• **TASK OBJECTIVE**: Rewrite all the items below as one numbered list, leaving out any blank lines.

• **ENTRIES SHOWN**:
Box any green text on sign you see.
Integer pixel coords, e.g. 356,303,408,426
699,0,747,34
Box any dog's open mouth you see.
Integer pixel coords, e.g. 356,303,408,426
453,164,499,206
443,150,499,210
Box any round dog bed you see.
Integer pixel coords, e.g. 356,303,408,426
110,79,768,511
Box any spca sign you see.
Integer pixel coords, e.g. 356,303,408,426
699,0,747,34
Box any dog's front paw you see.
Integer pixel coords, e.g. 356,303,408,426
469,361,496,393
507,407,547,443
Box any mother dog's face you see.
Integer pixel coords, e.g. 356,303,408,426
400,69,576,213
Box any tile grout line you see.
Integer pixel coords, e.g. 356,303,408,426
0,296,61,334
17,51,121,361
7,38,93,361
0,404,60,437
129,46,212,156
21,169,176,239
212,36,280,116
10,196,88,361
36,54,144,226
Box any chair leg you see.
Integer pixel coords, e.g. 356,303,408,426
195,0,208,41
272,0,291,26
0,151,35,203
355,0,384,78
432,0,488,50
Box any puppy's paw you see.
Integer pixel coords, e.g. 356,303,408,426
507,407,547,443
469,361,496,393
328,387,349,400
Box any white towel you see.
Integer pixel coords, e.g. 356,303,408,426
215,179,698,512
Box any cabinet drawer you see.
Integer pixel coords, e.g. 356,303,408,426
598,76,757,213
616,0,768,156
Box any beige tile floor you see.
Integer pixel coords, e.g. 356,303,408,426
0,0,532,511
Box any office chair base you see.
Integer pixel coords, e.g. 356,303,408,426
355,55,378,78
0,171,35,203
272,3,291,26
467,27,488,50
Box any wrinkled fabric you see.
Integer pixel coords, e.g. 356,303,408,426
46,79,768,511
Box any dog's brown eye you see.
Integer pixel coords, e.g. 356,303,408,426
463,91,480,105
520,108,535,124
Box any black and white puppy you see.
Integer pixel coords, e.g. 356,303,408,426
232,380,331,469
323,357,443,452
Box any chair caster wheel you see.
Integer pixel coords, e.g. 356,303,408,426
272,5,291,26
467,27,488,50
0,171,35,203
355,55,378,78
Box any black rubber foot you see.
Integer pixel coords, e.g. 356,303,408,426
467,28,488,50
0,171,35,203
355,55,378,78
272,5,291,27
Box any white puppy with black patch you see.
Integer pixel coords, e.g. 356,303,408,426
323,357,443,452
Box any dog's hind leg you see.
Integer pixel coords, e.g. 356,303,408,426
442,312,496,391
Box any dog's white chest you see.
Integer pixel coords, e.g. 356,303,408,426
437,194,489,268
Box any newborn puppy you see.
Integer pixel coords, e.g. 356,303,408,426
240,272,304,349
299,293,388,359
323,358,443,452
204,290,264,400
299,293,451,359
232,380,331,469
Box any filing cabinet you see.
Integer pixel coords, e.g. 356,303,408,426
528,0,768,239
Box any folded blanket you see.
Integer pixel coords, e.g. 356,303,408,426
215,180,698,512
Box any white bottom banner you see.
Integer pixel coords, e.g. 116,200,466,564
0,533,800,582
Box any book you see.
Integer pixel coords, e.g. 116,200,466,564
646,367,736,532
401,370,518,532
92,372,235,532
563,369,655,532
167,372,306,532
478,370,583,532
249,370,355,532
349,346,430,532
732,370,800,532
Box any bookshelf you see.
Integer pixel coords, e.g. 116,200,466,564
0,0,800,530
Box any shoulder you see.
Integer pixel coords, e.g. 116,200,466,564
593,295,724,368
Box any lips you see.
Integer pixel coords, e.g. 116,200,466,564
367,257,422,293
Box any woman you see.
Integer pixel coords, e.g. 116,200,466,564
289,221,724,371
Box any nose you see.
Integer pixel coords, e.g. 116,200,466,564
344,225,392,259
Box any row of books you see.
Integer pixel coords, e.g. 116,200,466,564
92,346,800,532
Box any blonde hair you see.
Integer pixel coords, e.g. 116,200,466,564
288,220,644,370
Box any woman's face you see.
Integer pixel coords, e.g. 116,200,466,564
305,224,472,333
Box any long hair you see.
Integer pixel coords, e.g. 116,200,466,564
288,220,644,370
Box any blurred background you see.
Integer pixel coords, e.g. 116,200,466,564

• **WRITTEN ANSWER**:
1. Box any green text on sign you see.
2. Integer pixel coords, e.g. 356,303,408,426
3. 699,0,747,34
4. Box any dog's open mouth you see.
5. Integer pixel coords, e.g. 356,303,408,426
6. 453,164,499,206
7. 443,150,499,210
8. Box any round dog bed you see.
9. Integer pixel coords, e.g. 356,303,408,426
10. 110,79,768,511
11. Box any spca sign you see.
12. Integer pixel coords, e.g. 356,303,408,426
13. 699,0,747,34
14. Box any dog's front paw you see.
15. Integer pixel coords, e.g. 356,303,408,426
16. 469,361,496,393
17. 507,407,547,443
18. Box any mother dog's face you see.
19. Integer pixel coords, e.g. 356,303,408,426
20. 400,69,576,213
21. Box any tile grout line you see.
22. Integer pixel coords, e.g. 356,303,408,426
23. 0,296,61,334
24. 17,51,121,361
25. 7,38,93,361
26. 0,404,60,437
27. 129,46,212,156
28. 21,169,176,239
29. 212,36,280,116
30. 10,196,88,361
31. 36,54,144,226
32. Box any chair leg you see.
33. Integer pixel coords, e.g. 356,303,408,426
34. 195,0,208,41
35. 272,0,291,26
36. 0,151,35,203
37. 355,0,384,78
38. 432,0,488,50
39. Box any puppy's paw you see.
40. Integer pixel coords, e.g. 356,303,408,426
41. 507,407,547,443
42. 469,361,496,393
43. 328,387,349,400
44. Box any white towel you see.
45. Integer pixel coords, e.g. 356,303,408,426
46. 215,179,698,512
47. Box any cabinet drawer you see.
48. Integer pixel coords, e.g. 356,303,408,426
49. 598,76,757,213
50. 616,0,768,156
51. Box any beige tile floor you see.
52. Integer pixel coords, e.g. 356,303,408,426
53. 0,0,532,511
54. Box any office chair base you see.
55. Integer pixel coords, e.g. 356,303,408,426
56. 355,55,378,78
57. 0,171,35,203
58. 272,3,291,26
59. 467,27,488,50
60. Box any wrinkled fabric you see.
61. Integer pixel coords, e.g. 356,303,408,426
62. 46,79,768,511
63. Box any dog's brown eye you see.
64. Integer pixel coords, e.g. 356,303,408,426
65. 463,91,480,105
66. 520,108,535,124
67. Box any black and white puppy you see.
68. Integer pixel coords, e.g. 356,303,408,426
69. 232,380,331,469
70. 323,357,443,452
71. Box any chair caster wheel you see.
72. Integer pixel coords, e.g. 356,303,408,426
73. 272,5,291,26
74. 467,27,488,50
75. 0,171,35,203
76. 355,55,378,78
77. Box any black rubber foot you see.
78. Integer pixel coords, e.g. 356,303,408,426
79. 467,28,488,50
80. 0,171,35,203
81. 355,55,378,78
82. 272,5,291,27
83. Box any white puppy with black patch you see.
84. Integer pixel coords, e.g. 356,303,408,426
85. 323,357,443,452
86. Box any dog's hind leg you see.
87. Integer pixel coords, e.g. 356,303,408,426
88. 442,312,496,391
89. Box any dog's white chest you see.
90. Integer pixel coords, e.g. 356,303,408,426
91. 437,194,489,268
92. Box any newborn puppy you see.
93. Integer pixel coords, e.g. 356,303,408,426
94. 240,272,304,349
95. 299,293,388,359
96. 323,358,443,452
97. 204,290,264,400
98. 299,293,451,359
99. 232,380,331,469
100. Box any filing cabinet you see.
101. Integer pixel coords, e.g. 356,303,408,426
102. 528,0,768,239
103. Box any folded blanket you see.
104. Integer pixel coords, e.g. 356,303,408,426
105. 215,180,698,512
106. Box any white bottom banner you see.
107. Integer pixel coords, e.g. 116,200,466,564
108. 0,533,800,582
109. Box any book you see.
110. Integer pixel coords, e.g. 116,200,466,564
111. 646,367,736,532
112. 401,370,518,532
113. 92,372,235,532
114. 563,369,655,532
115. 167,372,306,532
116. 478,370,583,532
117. 249,370,355,532
118. 349,346,430,532
119. 732,370,800,532
120. Box any bookshelf you see.
121. Integer pixel coords, e.g. 116,200,466,564
122. 0,0,800,530
123. Box any shoulder you see.
124. Integer pixel coords, e.g. 116,200,466,564
125. 593,295,724,368
126. Box any lips you see.
127. Integer pixel coords, e.g. 116,200,466,564
128. 367,257,422,293
129. Box any woman you see.
130. Integer pixel coords, e.g. 116,200,466,564
131. 289,221,724,371
132. Box any nose you see.
133. Integer pixel coords, e.g. 116,200,466,564
134. 344,225,392,259
135. Box any row of books you see.
136. Integer pixel coords, e.g. 116,200,466,564
137. 92,346,800,532
138. Box any blonde hair you see.
139. Integer pixel coords, e.g. 116,200,466,564
140. 288,220,644,370
141. Box any woman's face you see.
142. Integer pixel coords, e.g. 116,200,466,564
143. 305,224,472,333
144. Box any long hair you see.
145. Integer pixel coords, e.g. 116,200,466,564
146. 288,220,644,370
147. Box any blurred background you see.
148. Integer pixel coords, e.g. 116,200,466,564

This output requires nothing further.